Pointing records:
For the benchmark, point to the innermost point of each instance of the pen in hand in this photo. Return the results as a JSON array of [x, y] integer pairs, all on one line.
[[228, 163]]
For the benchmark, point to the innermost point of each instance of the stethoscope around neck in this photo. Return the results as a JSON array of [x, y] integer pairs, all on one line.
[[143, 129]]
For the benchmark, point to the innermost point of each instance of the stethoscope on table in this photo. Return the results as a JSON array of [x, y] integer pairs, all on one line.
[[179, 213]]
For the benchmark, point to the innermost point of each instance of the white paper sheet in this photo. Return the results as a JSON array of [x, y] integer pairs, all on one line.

---

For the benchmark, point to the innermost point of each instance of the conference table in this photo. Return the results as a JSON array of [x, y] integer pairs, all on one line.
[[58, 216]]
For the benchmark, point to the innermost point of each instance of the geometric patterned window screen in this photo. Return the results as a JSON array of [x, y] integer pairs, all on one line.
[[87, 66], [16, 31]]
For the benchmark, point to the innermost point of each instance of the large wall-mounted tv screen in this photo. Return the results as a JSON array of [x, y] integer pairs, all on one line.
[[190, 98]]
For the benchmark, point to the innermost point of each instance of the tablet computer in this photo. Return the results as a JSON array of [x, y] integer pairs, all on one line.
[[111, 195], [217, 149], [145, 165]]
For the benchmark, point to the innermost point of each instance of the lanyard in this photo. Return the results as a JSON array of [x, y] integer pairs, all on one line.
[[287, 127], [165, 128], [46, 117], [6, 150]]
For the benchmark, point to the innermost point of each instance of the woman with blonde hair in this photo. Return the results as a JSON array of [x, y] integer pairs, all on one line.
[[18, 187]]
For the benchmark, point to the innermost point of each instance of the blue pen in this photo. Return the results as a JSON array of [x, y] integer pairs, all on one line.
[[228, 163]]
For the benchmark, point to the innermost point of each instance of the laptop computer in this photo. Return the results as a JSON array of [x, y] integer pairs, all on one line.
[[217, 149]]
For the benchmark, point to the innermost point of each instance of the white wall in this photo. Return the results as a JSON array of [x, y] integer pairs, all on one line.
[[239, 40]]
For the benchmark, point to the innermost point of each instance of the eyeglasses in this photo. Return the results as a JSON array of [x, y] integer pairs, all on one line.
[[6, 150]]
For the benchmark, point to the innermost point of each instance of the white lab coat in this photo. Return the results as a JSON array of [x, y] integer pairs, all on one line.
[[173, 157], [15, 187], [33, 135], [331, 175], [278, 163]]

PROBLEM TO SOLVE: Reproduce verbatim the lines of the listing running from the line that contains "pen in hand" through the line that contains "[[143, 129]]".

ANSWER TO THIS PROBLEM:
For the benchmark, point to the innermost point of each instance of the pen in hand in this photo. Return the results as a JSON array of [x, y] integer pairs, all on one line.
[[228, 163]]
For the benchmark, point to the innermost point of each instance of the stethoscope around neck in this photo. Return the results as a JSON array of [x, y] integer pairs, all on one line.
[[143, 129]]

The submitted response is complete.